* What to do
Count the lines in the entries below that contain the word "street". Reply with that number alone.

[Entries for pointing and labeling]
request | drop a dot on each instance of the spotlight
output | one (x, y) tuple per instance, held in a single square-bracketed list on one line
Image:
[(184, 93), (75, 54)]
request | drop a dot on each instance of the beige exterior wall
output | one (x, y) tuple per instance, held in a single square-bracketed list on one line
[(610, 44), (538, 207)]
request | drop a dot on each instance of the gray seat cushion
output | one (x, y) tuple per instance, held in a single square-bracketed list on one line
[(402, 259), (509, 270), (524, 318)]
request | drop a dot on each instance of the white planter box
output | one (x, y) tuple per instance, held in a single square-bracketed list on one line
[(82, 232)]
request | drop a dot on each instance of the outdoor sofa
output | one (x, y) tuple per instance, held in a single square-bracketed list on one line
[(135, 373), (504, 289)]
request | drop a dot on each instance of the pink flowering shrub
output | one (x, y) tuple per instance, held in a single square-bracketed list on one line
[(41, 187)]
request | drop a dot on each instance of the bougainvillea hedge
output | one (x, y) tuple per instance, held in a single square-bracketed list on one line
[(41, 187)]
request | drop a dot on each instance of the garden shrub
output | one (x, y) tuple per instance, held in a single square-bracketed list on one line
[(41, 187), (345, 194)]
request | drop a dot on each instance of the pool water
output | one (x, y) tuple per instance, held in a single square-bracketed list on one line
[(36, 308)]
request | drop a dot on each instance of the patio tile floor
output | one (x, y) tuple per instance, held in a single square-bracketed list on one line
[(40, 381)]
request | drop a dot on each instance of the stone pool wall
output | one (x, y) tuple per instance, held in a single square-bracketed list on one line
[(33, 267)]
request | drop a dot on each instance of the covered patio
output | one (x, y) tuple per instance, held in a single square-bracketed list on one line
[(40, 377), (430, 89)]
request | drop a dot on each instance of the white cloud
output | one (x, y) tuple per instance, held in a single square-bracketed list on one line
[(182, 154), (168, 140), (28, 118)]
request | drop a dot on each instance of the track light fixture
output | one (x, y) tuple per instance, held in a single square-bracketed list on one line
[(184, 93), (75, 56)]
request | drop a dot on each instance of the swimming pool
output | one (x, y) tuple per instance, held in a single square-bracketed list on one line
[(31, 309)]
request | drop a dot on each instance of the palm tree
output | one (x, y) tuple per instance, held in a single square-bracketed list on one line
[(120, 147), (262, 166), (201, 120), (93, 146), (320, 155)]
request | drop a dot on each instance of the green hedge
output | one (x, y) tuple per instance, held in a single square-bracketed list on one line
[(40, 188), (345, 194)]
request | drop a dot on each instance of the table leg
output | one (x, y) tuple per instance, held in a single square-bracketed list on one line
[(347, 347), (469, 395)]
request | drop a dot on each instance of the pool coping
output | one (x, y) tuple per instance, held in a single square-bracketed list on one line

--

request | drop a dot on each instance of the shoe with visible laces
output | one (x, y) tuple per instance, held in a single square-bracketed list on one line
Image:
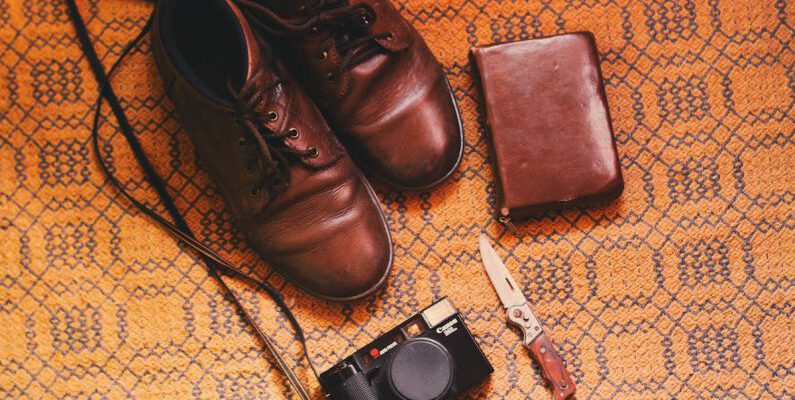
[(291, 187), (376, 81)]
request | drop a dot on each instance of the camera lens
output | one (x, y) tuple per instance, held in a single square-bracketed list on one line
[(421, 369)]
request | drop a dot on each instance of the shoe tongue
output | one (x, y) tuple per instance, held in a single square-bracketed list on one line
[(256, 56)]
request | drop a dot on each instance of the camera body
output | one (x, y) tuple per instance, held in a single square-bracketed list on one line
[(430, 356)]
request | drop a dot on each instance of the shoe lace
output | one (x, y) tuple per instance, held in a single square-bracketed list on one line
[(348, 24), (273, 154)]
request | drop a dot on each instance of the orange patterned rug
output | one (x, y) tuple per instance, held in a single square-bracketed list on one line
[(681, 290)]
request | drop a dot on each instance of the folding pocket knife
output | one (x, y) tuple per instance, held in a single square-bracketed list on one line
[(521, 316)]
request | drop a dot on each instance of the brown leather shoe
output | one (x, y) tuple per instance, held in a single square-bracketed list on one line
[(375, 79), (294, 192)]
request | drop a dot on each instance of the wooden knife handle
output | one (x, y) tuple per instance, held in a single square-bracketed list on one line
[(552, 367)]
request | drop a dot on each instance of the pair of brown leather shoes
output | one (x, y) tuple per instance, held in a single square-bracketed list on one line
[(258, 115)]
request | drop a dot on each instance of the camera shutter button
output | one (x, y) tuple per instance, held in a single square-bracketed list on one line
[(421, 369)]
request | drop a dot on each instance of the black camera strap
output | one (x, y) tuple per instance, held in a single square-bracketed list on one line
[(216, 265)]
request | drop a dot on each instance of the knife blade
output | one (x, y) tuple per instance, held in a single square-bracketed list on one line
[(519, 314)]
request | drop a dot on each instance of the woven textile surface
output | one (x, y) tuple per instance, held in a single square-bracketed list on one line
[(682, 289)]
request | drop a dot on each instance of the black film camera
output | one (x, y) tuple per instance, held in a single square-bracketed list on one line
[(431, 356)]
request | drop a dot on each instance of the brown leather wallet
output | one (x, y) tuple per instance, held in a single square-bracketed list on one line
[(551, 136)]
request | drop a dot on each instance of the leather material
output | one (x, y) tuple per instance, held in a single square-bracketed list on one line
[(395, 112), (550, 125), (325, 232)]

--

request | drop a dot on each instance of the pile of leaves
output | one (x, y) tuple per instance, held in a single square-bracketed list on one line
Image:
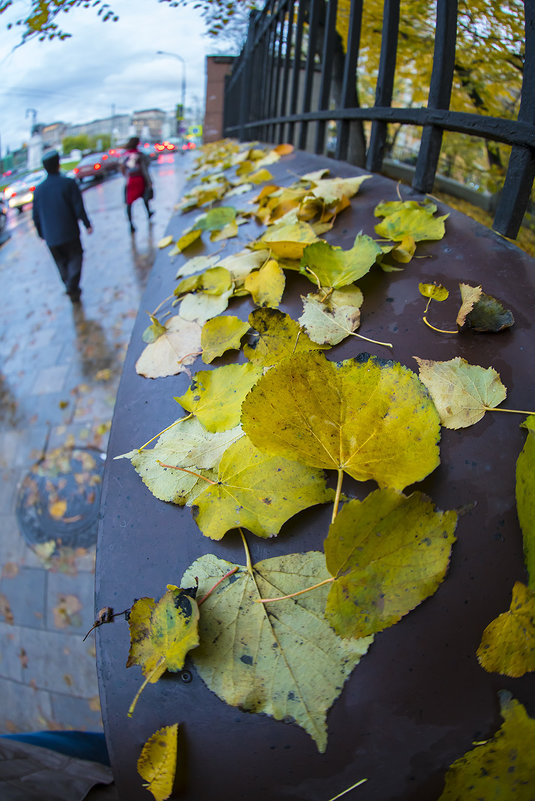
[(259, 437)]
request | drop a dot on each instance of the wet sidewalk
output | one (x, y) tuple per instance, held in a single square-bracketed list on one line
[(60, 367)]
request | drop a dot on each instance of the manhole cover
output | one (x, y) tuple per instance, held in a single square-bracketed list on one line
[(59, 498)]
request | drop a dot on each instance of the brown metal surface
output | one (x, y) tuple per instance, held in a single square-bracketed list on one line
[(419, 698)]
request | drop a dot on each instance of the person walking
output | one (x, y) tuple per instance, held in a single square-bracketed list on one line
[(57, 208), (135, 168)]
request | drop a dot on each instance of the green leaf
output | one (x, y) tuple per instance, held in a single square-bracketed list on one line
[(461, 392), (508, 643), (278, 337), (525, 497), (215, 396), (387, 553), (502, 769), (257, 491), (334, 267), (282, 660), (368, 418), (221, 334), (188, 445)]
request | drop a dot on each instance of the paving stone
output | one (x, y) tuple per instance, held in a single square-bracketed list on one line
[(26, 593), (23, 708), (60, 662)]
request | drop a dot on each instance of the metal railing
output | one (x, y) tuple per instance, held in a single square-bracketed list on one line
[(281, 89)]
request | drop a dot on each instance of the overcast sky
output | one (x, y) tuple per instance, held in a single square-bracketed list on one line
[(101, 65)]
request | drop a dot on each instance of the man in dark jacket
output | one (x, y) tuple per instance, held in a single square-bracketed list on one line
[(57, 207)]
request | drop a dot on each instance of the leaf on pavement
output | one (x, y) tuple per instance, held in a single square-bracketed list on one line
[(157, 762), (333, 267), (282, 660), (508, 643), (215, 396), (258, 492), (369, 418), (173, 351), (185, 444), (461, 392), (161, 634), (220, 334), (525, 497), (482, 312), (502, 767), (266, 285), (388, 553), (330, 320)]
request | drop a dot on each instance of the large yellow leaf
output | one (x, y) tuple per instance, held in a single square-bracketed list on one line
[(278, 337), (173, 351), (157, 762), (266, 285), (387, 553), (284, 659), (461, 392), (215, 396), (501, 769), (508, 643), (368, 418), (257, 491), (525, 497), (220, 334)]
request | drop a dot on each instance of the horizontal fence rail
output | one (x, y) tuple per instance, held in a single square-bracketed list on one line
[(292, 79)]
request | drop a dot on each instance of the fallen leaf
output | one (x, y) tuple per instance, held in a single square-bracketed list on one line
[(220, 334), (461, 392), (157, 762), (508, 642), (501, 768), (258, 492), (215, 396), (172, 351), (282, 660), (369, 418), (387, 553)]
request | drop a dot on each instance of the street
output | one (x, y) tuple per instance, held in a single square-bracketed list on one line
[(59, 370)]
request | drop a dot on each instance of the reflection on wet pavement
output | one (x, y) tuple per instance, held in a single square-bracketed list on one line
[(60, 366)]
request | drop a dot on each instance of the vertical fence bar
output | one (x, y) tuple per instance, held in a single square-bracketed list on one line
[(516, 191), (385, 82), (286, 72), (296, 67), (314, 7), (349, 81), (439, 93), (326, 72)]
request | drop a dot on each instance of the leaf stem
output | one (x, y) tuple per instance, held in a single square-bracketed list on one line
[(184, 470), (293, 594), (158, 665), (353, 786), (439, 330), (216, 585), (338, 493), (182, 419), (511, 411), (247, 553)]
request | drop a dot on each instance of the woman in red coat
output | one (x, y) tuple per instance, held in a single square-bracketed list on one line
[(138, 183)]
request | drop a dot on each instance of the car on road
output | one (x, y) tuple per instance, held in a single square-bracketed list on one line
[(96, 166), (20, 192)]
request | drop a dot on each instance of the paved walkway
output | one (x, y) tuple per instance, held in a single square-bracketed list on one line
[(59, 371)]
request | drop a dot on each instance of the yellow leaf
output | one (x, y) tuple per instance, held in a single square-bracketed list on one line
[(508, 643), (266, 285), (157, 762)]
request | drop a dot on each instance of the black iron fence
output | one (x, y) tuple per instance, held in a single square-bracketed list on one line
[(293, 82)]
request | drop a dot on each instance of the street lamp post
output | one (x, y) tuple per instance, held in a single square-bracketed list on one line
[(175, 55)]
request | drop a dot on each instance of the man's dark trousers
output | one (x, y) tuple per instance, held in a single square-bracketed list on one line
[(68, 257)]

* Worked answer
2